EX-99.1 3 ex99-1credamd.htm NINTH AMENDMENT TO CREDIT AGREEMENT Exhibit 99.1 August 25, 2009 Form 8-K

NINTH AMENDMENT

        THIS NINTH AMENDMENT dated as of August 25, 2009 (this “Amendment”) amends the Credit Agreement dated as of May 10, 2001 (as previously amended, the “Credit Agreement”) among Nu Skin Enterprises, Inc. (the “Company”), various financial institutions (the “Lenders”) and JPMorgan Chase Bank, N.A. (as successor to Bank One, NA), as successor administrative agent (in such capacity, the “Administrative Agent”). Terms defined in the Credit Agreement are, unless otherwise defined herein or the context otherwise requires, used herein as defined therein.

        WHEREAS, the Company, the Lenders and the Administrative Agent have entered into the Credit Agreement; and

        WHEREAS, the parties hereto desire to amend the Credit Agreement in certain respects as more fully set forth herein;

        NOW, THEREFORE, the parties hereto agree as follows:

        SECTION 1 Amendments. Subject to the satisfaction of the conditions precedent set forth in Section 3, the Credit Agreement is amended as follows:

        1.1 Amendment to Definition of “Termination Date”. The definition of “Termination Date” is amended by replacing the reference therein to “May 10, 2010” with “May 10, 2011".

        1.2 Amendment to Section 2.1.2. Section 2.1.2 of the Credit Agreement is amended by replacing the reference therein to $5,000,000” with “$2,500,000".

        1.3 Amendments to Section 10.10.1. (a) The references to “Section 10.1.1” in the Sixth and Seventh Amendments to the Credit Agreement are deemed to be references to “Section 10.10.1".

        (b)        Section 10.10.1 of the Credit Agreement is amended in its entirety to read as follows:

          10.10.1 Minimum Consolidated Net Worth. Not, at any time, permit Consolidated Net Worth to be less than the sum of (i) $275,000,000, (ii) an aggregate amount equal to 60% of Consolidated Net Income (in each case, to the extent a positive number) for each complete fiscal quarter ending on or after June 30, 2009, and (iii) 50% of the net proceeds realized by the Company and its Restricted Subsidiaries after March 31, 2009 from (a) the sale of Equity Securities, excluding issuances of Equity Securities upon exercise of employee stock options or rights under any employee benefit plans (excluding such exercise by any Person that owns greater than 5% of the Equity Securities of the Company), (b) issuances of Equity Securities in connection with acquisitions by the Company and its Restricted Subsidiaries, and (c) reissuances of up to $60,000,000 of treasury securities purchased by the Company.
--
Exercise instructions:
#1 In the credit agreement amendment, what date now replaces "May 10, 2010" in the definition of "Termination Date"?
#2 Write the next part of the Nu Skin credit agreement amendment, picking up after its last sentence.

[Extracted data entries]
--
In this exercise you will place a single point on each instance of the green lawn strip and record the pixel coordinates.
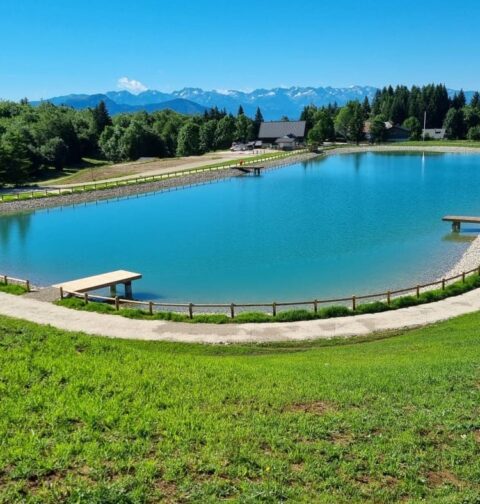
(99, 186)
(439, 143)
(94, 420)
(455, 289)
(15, 289)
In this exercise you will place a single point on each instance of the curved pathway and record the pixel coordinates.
(114, 326)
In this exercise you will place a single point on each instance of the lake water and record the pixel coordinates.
(342, 225)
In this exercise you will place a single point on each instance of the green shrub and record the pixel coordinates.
(171, 316)
(294, 315)
(430, 296)
(17, 290)
(375, 307)
(210, 318)
(404, 302)
(334, 311)
(134, 313)
(257, 317)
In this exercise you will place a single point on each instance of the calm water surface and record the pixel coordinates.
(346, 224)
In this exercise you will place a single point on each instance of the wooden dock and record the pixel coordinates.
(250, 169)
(111, 279)
(457, 220)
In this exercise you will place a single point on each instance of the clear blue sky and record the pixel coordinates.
(54, 47)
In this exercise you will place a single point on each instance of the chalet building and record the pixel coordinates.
(394, 133)
(283, 134)
(434, 133)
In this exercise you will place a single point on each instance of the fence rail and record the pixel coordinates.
(101, 186)
(5, 279)
(232, 308)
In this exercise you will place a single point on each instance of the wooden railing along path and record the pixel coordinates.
(232, 308)
(15, 281)
(101, 186)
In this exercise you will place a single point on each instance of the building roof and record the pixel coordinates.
(286, 139)
(278, 129)
(388, 126)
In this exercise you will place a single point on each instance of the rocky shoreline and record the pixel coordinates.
(469, 260)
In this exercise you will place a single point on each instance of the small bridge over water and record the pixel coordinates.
(457, 220)
(111, 279)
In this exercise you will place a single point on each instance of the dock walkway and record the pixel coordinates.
(456, 220)
(110, 279)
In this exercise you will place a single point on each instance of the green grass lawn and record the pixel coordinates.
(17, 290)
(439, 143)
(85, 419)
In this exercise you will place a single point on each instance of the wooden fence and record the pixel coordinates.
(15, 281)
(274, 307)
(101, 186)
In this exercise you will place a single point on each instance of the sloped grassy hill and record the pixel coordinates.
(86, 419)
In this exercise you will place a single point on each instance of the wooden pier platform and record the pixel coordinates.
(457, 220)
(111, 279)
(250, 169)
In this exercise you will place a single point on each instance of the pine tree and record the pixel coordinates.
(366, 107)
(475, 103)
(256, 122)
(101, 117)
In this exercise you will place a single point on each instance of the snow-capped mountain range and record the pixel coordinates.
(274, 103)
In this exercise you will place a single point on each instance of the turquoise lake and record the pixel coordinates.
(342, 225)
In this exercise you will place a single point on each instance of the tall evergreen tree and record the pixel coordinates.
(257, 122)
(475, 103)
(101, 117)
(366, 108)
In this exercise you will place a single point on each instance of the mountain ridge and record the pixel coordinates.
(274, 102)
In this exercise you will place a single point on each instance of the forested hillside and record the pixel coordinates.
(33, 139)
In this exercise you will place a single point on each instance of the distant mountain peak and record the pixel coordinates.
(274, 103)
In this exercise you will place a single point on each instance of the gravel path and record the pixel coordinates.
(113, 326)
(182, 181)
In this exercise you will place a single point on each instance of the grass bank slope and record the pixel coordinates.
(86, 419)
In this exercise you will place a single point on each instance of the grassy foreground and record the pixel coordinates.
(17, 290)
(86, 419)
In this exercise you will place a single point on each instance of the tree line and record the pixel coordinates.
(35, 138)
(400, 106)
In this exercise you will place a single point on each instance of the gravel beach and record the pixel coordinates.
(181, 181)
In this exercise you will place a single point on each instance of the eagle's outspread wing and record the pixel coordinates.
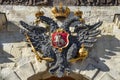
(36, 34)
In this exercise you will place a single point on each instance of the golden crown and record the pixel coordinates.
(61, 11)
(78, 13)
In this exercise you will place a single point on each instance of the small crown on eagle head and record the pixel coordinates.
(78, 13)
(61, 11)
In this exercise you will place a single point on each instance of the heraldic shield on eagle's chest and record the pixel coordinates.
(57, 44)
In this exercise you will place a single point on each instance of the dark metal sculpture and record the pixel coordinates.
(65, 2)
(60, 58)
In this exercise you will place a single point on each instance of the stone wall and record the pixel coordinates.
(17, 62)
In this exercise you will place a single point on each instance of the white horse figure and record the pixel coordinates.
(59, 40)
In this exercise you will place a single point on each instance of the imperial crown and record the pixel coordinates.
(61, 11)
(78, 13)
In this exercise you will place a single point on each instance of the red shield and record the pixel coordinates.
(60, 38)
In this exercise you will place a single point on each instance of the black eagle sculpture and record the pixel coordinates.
(41, 41)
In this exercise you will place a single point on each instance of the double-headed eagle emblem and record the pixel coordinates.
(58, 45)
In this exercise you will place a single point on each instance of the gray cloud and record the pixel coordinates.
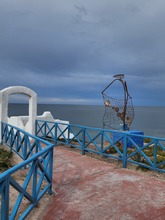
(72, 49)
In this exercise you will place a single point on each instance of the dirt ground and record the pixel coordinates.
(37, 212)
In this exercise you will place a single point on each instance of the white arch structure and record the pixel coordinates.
(4, 99)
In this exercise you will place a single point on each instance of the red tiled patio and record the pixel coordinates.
(89, 189)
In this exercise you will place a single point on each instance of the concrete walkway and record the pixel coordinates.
(89, 189)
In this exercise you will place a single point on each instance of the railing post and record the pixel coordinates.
(5, 201)
(83, 141)
(155, 154)
(50, 191)
(55, 134)
(124, 159)
(102, 141)
(45, 123)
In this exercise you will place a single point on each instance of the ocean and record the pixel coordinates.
(150, 120)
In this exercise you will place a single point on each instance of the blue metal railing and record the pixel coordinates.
(37, 156)
(108, 143)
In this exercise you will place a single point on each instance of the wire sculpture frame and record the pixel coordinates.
(119, 113)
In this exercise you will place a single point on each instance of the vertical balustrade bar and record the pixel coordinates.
(50, 170)
(102, 141)
(5, 201)
(124, 159)
(155, 153)
(55, 134)
(83, 141)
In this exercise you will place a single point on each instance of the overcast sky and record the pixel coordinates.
(67, 51)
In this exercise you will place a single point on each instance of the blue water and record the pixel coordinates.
(150, 120)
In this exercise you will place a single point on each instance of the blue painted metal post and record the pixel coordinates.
(102, 141)
(68, 140)
(124, 159)
(55, 134)
(83, 141)
(5, 201)
(50, 171)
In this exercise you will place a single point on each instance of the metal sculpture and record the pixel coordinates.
(119, 113)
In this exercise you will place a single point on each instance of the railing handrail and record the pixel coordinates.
--
Responses:
#1 May 10, 2011.

#2
        SECTION 2     Warranties. The Company represents and warrants to the Administrative Agent and the Lenders that (a) each warranty set forth in Section 9 of the Credit Agreement is true and correct in all material respects as of the date of the execution and delivery of this Amendment by the Company, with the same effect as if made on such date (except to the extent any such warranty expressly relates to a specific earlier date, in which case such warranty was true and correct in all material respects as of such earlier date), (b) after giving effect to this amendment, no Event of Default or Unmatured Event of Default exists and (c) the Credit Agreement as amended hereby constitutes the legal, valid and binding obligation of the Company, enforceable against the Company in accordance with its terms, except as such enforceability may be limited by (i) applicable bankruptcy, insolvency, reorganization, moratorium or other similar laws affecting the enforcement of creditors’ rights generally, and (ii) general principles of equity (regardless of whether such enforceability is considered in a proceeding in equity or at law).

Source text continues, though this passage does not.